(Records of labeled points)
:::

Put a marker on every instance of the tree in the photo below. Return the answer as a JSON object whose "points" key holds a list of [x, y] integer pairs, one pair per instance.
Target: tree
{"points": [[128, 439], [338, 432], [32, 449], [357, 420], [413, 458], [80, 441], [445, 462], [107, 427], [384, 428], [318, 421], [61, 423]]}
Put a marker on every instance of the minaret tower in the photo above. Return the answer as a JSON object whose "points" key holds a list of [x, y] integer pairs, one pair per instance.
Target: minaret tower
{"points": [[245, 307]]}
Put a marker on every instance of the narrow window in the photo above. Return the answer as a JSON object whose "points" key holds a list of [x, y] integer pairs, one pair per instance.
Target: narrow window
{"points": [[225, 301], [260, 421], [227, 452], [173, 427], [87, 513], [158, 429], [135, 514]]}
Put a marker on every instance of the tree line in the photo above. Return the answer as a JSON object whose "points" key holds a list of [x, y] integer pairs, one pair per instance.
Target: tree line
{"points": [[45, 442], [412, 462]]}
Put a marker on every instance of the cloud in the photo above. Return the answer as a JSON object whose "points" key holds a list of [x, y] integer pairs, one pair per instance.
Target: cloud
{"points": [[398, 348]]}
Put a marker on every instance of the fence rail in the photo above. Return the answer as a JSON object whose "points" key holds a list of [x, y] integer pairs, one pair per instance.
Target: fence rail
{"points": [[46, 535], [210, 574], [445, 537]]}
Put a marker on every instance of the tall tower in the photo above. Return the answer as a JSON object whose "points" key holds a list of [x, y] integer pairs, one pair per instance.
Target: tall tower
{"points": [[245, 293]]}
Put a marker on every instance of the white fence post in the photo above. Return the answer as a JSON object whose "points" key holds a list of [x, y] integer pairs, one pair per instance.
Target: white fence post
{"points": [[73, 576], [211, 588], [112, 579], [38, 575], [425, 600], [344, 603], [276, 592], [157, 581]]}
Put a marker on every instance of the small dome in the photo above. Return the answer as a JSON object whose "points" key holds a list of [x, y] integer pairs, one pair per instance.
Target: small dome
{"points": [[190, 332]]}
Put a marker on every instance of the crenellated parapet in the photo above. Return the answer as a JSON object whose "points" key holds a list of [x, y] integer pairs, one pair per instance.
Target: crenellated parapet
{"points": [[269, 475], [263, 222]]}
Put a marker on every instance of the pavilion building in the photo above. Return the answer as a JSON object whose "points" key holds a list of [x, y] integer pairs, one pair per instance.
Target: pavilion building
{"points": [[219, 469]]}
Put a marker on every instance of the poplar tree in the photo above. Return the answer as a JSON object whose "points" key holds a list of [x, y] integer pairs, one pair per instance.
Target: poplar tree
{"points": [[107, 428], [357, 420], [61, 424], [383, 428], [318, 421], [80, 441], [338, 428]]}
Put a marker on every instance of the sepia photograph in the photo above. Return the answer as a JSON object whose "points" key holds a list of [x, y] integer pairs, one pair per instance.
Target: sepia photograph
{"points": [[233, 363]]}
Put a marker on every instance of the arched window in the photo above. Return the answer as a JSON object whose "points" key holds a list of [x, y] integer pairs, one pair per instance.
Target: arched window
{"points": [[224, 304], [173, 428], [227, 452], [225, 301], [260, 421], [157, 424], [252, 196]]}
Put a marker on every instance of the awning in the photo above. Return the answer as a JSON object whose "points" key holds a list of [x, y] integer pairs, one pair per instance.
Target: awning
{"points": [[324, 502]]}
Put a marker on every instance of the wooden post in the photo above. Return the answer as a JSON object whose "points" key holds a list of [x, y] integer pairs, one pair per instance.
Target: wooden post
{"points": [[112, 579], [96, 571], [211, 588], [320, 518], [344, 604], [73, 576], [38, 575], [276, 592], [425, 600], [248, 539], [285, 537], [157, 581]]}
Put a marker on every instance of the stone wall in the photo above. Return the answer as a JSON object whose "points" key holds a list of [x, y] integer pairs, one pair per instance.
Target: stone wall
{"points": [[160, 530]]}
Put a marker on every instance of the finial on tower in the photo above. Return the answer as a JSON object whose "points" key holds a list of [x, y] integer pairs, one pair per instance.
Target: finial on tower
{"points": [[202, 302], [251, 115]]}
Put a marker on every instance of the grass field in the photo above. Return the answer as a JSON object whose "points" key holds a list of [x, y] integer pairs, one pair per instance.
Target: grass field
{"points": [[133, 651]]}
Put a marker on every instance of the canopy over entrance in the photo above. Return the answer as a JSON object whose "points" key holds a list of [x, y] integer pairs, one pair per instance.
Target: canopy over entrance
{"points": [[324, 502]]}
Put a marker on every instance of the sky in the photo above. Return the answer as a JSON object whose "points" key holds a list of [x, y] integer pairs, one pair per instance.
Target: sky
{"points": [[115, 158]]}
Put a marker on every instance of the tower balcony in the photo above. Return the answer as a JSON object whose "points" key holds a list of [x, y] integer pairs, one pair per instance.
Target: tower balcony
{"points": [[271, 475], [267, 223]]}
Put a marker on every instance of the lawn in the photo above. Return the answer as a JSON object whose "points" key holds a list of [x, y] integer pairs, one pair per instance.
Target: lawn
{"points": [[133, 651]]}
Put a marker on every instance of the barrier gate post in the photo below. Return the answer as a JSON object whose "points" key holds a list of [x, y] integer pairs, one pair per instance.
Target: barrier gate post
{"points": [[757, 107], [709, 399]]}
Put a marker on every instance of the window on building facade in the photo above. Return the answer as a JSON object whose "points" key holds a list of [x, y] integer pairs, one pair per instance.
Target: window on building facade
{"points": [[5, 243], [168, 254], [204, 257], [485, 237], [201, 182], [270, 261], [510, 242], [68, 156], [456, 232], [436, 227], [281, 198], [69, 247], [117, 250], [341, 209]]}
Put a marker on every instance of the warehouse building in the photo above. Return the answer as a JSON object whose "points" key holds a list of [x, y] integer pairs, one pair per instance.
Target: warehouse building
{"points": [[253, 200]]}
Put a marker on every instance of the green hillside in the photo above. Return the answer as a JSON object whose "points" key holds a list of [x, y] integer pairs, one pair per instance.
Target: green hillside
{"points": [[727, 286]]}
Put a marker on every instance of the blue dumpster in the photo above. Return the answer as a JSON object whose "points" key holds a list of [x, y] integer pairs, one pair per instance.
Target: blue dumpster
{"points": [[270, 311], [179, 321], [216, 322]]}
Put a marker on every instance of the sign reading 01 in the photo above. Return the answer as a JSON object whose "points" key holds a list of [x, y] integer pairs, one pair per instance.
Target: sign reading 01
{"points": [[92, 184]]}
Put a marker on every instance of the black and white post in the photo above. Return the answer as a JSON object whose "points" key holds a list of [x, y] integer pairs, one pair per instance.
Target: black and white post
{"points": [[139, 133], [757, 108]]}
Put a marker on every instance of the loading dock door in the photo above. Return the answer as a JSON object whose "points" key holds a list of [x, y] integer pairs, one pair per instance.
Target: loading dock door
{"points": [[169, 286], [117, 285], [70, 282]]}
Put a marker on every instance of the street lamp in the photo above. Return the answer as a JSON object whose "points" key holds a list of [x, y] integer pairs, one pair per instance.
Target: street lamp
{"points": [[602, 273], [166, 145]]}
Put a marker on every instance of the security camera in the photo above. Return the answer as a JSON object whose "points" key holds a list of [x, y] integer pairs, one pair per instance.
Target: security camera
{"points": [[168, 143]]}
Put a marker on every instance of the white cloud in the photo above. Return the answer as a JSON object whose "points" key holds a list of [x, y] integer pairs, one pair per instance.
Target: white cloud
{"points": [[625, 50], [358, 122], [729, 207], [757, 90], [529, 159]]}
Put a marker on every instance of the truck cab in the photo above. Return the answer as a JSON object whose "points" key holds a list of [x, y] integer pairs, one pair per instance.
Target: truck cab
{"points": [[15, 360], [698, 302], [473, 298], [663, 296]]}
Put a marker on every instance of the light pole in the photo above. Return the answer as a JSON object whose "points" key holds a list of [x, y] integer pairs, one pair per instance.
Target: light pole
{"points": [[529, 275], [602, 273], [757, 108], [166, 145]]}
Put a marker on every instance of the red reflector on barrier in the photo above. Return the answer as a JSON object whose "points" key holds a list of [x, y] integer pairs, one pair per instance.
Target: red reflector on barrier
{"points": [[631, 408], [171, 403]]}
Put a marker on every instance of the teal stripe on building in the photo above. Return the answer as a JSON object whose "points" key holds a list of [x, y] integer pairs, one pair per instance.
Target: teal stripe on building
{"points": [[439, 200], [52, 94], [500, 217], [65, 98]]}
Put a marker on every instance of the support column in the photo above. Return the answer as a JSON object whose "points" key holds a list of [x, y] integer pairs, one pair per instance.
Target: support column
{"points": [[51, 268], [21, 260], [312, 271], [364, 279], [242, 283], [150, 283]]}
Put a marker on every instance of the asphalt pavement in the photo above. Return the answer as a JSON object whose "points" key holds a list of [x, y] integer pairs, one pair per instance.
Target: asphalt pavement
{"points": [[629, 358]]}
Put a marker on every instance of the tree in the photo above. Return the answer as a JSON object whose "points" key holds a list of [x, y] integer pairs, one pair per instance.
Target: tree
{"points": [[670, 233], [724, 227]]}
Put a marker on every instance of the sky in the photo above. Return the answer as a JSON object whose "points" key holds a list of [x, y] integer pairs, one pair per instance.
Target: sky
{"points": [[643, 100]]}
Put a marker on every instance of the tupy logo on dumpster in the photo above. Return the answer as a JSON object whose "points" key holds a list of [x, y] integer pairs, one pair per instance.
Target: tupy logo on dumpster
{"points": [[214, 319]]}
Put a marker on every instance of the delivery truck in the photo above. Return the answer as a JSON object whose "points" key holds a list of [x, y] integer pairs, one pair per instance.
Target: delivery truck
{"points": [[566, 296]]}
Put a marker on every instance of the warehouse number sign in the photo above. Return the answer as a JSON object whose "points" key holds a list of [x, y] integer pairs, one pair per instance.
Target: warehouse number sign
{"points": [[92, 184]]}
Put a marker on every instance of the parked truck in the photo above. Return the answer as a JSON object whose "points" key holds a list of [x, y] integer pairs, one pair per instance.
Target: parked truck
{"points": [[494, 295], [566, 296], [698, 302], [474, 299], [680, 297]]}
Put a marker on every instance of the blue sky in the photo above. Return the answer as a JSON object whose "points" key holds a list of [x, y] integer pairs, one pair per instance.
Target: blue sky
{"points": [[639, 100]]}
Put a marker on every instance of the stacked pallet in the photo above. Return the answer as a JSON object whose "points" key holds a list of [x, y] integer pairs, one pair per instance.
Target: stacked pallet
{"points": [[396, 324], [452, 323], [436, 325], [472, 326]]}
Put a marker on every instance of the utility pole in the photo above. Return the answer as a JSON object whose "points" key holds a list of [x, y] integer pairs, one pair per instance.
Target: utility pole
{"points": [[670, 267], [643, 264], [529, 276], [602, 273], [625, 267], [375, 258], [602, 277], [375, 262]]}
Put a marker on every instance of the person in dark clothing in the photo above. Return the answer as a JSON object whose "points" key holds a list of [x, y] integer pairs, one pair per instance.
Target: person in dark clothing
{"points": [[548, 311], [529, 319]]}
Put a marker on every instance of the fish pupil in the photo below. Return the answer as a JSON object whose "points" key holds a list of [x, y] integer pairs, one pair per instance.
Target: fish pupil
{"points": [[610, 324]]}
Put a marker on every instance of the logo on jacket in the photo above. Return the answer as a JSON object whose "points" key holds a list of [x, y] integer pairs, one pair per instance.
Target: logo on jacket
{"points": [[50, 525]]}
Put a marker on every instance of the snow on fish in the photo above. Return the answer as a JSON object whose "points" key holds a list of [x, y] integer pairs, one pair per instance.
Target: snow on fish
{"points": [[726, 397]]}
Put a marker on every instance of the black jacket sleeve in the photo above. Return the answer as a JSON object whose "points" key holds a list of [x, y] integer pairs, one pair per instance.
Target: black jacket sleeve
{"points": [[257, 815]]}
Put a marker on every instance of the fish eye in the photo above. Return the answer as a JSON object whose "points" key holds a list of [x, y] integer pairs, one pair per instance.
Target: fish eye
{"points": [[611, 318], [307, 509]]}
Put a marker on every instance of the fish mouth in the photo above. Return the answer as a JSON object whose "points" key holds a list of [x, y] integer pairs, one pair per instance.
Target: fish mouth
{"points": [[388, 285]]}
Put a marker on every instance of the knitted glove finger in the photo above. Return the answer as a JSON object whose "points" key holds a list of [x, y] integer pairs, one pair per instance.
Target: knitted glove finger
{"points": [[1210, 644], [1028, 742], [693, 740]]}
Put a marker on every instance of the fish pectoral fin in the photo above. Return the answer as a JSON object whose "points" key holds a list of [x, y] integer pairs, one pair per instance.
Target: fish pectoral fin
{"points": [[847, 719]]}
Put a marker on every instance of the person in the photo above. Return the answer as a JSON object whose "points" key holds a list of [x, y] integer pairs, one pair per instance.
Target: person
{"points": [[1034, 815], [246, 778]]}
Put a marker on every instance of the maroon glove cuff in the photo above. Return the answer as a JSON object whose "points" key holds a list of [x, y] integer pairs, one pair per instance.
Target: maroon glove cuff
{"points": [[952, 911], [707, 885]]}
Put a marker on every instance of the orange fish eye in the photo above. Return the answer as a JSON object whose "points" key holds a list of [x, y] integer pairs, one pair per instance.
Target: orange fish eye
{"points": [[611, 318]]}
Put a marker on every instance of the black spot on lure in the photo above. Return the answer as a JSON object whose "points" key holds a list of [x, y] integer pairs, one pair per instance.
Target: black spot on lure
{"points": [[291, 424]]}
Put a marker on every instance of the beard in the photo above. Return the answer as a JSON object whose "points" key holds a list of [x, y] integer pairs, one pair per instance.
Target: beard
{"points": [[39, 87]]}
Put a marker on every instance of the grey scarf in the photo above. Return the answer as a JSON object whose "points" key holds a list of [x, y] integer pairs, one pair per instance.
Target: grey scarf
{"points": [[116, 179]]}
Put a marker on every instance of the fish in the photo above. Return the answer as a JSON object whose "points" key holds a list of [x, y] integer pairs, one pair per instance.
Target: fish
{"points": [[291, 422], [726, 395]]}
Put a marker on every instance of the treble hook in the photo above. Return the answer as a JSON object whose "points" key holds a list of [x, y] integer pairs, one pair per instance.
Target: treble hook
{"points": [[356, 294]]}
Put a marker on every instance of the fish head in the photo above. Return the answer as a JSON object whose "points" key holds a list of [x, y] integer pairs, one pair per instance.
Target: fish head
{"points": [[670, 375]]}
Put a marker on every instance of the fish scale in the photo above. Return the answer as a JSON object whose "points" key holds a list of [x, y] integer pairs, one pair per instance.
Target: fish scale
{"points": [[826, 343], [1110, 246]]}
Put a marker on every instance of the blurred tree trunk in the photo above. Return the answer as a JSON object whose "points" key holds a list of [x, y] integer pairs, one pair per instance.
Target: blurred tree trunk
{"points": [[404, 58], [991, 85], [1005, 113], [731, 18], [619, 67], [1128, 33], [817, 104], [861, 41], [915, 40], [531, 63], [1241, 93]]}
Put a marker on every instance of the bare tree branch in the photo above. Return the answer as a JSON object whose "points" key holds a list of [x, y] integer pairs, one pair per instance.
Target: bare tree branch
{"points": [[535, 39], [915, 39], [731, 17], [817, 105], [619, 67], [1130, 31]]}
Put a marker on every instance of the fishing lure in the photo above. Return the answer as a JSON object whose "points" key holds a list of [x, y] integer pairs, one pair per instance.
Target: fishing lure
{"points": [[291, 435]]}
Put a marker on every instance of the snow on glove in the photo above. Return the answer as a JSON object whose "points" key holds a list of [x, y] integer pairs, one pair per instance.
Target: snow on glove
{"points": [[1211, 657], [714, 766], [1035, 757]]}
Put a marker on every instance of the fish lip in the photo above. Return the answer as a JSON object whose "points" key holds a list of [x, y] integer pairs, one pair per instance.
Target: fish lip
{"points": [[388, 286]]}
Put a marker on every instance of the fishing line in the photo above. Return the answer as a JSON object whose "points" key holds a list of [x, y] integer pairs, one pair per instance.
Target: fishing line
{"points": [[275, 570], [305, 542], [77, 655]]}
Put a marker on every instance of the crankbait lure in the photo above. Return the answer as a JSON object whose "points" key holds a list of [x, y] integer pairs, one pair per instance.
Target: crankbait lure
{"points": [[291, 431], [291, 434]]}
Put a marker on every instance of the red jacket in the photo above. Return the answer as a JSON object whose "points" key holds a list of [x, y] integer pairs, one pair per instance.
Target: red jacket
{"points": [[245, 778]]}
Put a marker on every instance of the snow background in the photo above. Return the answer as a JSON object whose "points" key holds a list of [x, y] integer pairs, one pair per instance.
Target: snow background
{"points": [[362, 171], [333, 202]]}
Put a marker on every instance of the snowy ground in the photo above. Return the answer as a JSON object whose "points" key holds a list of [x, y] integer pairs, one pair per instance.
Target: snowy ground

:::

* **AIM**
Give exactly the lines from the one with "Put a marker on every instance of the snow on glove" to the end of the entries, nothing before them.

* **ANSWER TO THIS TASK**
Put a marker on every instance of the snow on glove in the photo above. Return the answer as a JSON object whose "points" key holds a list of [x, y] integer pairs, one pair per instance.
Target: snow on glove
{"points": [[1211, 657], [714, 766], [1035, 757]]}
Put a marker on every instance of the fish lip in the photo above. Return the answer as a JSON object whose "points" key holds a list of [x, y] integer pairs, one pair per instance.
Target: fish lip
{"points": [[388, 286]]}
Put a marker on every instance of the fishing line in the photo above. Return the answer as a JSON object whose "points" key holds a list of [x, y] integer pairs, one pair per instance.
Target: fishing line
{"points": [[275, 570], [305, 542], [77, 655]]}
Put a marker on every instance of the crankbait lure in the photo above. Return the answer as a JSON object whose "points" key holds a list of [x, y] integer pairs, one pair per instance.
Target: crankbait lure
{"points": [[291, 431], [291, 434]]}
Put a marker on every instance of the red jacket in the photo above. Return the answer as a JSON object whose "points" key holds a list of [x, y] integer pairs, one pair per instance.
Target: red jacket
{"points": [[245, 778]]}
Put a marker on every instance of the snow background in the photo above. Return the answer as a JSON object whose "points" key holds a list of [x, y] integer pairs, one pair per instance.
Target: snow background
{"points": [[362, 171], [333, 202]]}
Put a marker on every instance of the snowy ground in the photo above. Return the answer as a JSON object whose "points" key holds a list of [x, y] integer pairs, one pair per instance.
Target: snowy ground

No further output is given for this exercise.